When we began to take a serious look at what we might do in the investor education area, we determined that the Commission needed to fill a gap in its investor education arsenal. Until recently, the Commission had not developed any investor education materials devoted specifically to variable annuities, and we concluded that we should develop a brochure that would address variable annuities generally, including bonus programs.
To that end, we recently designed an investor brochure that describes variable annuities and how they work, and identify various annuity features, as well as their fees and charges. The brochure also cautions investors in areas where we believe caution is necessary bonus programs, purchases of variable annuities through tax-deferred accounts, fees and charges. The brochure is entitled "Variable Annuities: What You Should Know," and it can be found on our web site at www.sec.gov.
I also want to acknowledge the industry's recent investor education initiatives. I was very pleased to see the recent introduction of investor education materials on both the ACLI's and NAVA's web sites. Individual companies also are starting to undertake valuable investor education efforts. I was pleased to learn that the Life Insurance Marketing and Research Association has a Customer Assurance Program which surveys customers regarding their understanding of insurance products. While this information should prove useful from a marketing standpoint, it should also be useful in educating investors about your products. We encourage your members, to continue –pursuing these kinds of investor education efforts. Having a well-educated investing public will serve the industry well in the long run. Variable annuities are complicated products; we should do all we can to make them understandable to the average investor.

Source records:
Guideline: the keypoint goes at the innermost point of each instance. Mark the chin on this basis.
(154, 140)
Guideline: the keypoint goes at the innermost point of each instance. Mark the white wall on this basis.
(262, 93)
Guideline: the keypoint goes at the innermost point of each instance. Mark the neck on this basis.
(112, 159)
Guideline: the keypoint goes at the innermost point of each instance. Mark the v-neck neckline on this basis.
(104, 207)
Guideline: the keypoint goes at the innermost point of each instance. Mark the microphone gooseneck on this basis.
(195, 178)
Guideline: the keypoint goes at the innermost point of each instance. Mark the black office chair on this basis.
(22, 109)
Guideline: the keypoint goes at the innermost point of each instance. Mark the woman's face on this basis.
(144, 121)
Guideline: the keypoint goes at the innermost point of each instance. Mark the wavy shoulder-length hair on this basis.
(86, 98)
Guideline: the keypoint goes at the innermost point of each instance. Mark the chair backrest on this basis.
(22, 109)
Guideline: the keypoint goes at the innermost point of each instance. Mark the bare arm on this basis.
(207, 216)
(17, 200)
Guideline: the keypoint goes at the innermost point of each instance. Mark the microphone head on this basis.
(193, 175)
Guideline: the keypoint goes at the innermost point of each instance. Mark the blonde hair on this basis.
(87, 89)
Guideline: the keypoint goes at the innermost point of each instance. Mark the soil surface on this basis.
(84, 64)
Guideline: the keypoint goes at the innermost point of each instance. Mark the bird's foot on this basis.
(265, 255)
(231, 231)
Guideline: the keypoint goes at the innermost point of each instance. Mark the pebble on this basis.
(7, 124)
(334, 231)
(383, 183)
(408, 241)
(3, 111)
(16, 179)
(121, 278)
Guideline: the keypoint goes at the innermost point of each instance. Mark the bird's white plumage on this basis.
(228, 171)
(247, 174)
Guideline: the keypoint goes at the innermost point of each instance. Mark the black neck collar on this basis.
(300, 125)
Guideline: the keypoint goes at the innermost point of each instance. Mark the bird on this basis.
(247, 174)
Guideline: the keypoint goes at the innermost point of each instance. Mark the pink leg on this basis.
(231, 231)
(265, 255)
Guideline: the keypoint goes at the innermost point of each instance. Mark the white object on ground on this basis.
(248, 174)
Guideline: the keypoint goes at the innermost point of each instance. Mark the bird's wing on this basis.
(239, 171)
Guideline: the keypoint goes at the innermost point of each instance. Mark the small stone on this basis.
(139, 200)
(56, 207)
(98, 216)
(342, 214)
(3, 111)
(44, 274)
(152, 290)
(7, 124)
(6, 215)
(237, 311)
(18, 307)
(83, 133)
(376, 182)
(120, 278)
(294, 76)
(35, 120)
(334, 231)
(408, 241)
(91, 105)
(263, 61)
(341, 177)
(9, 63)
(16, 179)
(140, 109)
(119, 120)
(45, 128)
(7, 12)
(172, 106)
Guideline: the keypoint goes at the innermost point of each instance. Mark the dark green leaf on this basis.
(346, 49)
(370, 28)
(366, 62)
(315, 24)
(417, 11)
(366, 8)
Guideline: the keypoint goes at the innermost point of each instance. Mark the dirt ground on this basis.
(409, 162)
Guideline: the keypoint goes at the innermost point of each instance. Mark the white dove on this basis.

▶ _What to do_
Write what comes next in the passage on investor education about variable annuities, picking up after its final sentence.

▶ _Result_
Today, the variable products industry is a dynamic, highly successful industry, working hard to create products to meet the evolving investment needs of many investors. To retain and improve this position, the industry needs to continue to improve disclosure and maintain a reputation for integrity and fair dealing. Earlier, I referenced the Trojan Horse. In the tale of the Trojan War, the Greeks tried to take over the City of Troy, but its walls were too strong and the army too well-armed. So the Greeks employed an alternate strategy. They built a giant horse, filled it with soldiers and offered it as a symbol of peace. Ignoring the warnings of some against accepting the Greeks strange gift, the people of Troy brought the giant horse inside their walls. The Greek soldiers than emerged and pillaged the city. A brilliant military strategy on the part of the Greeks. In war, there are few rules, and these are often broken. However, in selling securities or variable products, there is no room for the Trojan horse, for misleading or deceiving investors.
In this new millennium, the explosive growth of assets in variable products may make it easy to take investor confidence in these products for granted. In the final analysis, the continued growth and success of the variable products industry will be based on the confidence that the industry's integrity inspires. We are pleased that your organizations have joined with us in this effort to promote the highest market conduct standards. You understand that it's about maintaining the confidence of the pensioner who reads her monthly statement while walking from the mailbox, the firefighter or teacher whose retirement security is dependent on your products. Maintaining their confidence is our collective challenge.
We urge you to continue working with us in partnership toward the common goal of a healthy industry, characterized by full and fair disclosure, the maintenance of high standards and integrity.